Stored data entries
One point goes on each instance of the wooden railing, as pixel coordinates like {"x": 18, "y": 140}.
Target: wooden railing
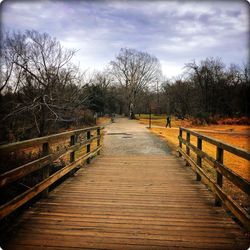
{"x": 221, "y": 171}
{"x": 78, "y": 146}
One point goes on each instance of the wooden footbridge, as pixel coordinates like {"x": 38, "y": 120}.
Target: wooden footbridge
{"x": 144, "y": 199}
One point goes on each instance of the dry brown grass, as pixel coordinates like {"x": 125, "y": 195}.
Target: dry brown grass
{"x": 237, "y": 164}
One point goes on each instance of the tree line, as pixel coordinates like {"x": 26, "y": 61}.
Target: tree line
{"x": 42, "y": 91}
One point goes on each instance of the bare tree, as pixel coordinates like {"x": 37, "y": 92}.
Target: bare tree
{"x": 46, "y": 85}
{"x": 134, "y": 70}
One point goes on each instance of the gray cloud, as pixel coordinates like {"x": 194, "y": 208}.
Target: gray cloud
{"x": 174, "y": 31}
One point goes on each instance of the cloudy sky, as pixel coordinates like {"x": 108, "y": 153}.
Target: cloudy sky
{"x": 176, "y": 32}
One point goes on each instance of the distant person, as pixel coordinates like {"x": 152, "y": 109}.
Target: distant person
{"x": 168, "y": 121}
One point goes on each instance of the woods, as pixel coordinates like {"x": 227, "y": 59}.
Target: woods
{"x": 43, "y": 92}
{"x": 209, "y": 89}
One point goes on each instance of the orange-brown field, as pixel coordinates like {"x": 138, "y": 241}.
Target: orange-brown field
{"x": 237, "y": 135}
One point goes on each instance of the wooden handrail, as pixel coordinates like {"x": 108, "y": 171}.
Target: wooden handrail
{"x": 221, "y": 170}
{"x": 44, "y": 162}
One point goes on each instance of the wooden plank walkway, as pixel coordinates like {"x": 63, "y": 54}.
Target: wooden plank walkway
{"x": 128, "y": 202}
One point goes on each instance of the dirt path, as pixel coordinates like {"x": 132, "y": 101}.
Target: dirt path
{"x": 128, "y": 137}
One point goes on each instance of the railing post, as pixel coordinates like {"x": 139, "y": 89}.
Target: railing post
{"x": 219, "y": 180}
{"x": 98, "y": 139}
{"x": 45, "y": 170}
{"x": 72, "y": 142}
{"x": 187, "y": 146}
{"x": 199, "y": 161}
{"x": 88, "y": 145}
{"x": 72, "y": 154}
{"x": 180, "y": 142}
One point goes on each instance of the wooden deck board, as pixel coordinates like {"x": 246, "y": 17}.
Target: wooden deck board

# Required work
Reproduce nothing but the lines from the line containing "Target: orange-brown field" to the last line of the data, each exactly as written.

# Task output
Target: orange-brown field
{"x": 237, "y": 135}
One point goes on each instance of the wooden handrail, as pixel coordinates like {"x": 108, "y": 171}.
Target: wooden handrail
{"x": 221, "y": 170}
{"x": 44, "y": 162}
One point goes on each instance of the wooden plank walkway, as pixel coordinates like {"x": 63, "y": 54}.
Target: wooden plank walkway
{"x": 128, "y": 202}
One point goes on each instance of the dirt path, as pixel coordinates like {"x": 132, "y": 101}.
Target: dirt path
{"x": 128, "y": 137}
One point goes on each instance of the railing post, as pixel coordinates like {"x": 139, "y": 89}.
Target: railing post
{"x": 219, "y": 180}
{"x": 98, "y": 139}
{"x": 45, "y": 170}
{"x": 72, "y": 142}
{"x": 187, "y": 146}
{"x": 199, "y": 161}
{"x": 88, "y": 145}
{"x": 72, "y": 154}
{"x": 180, "y": 142}
One point goes on each instance of the wooden deck board, as pixel coordinates like {"x": 246, "y": 17}.
Target: wooden deck board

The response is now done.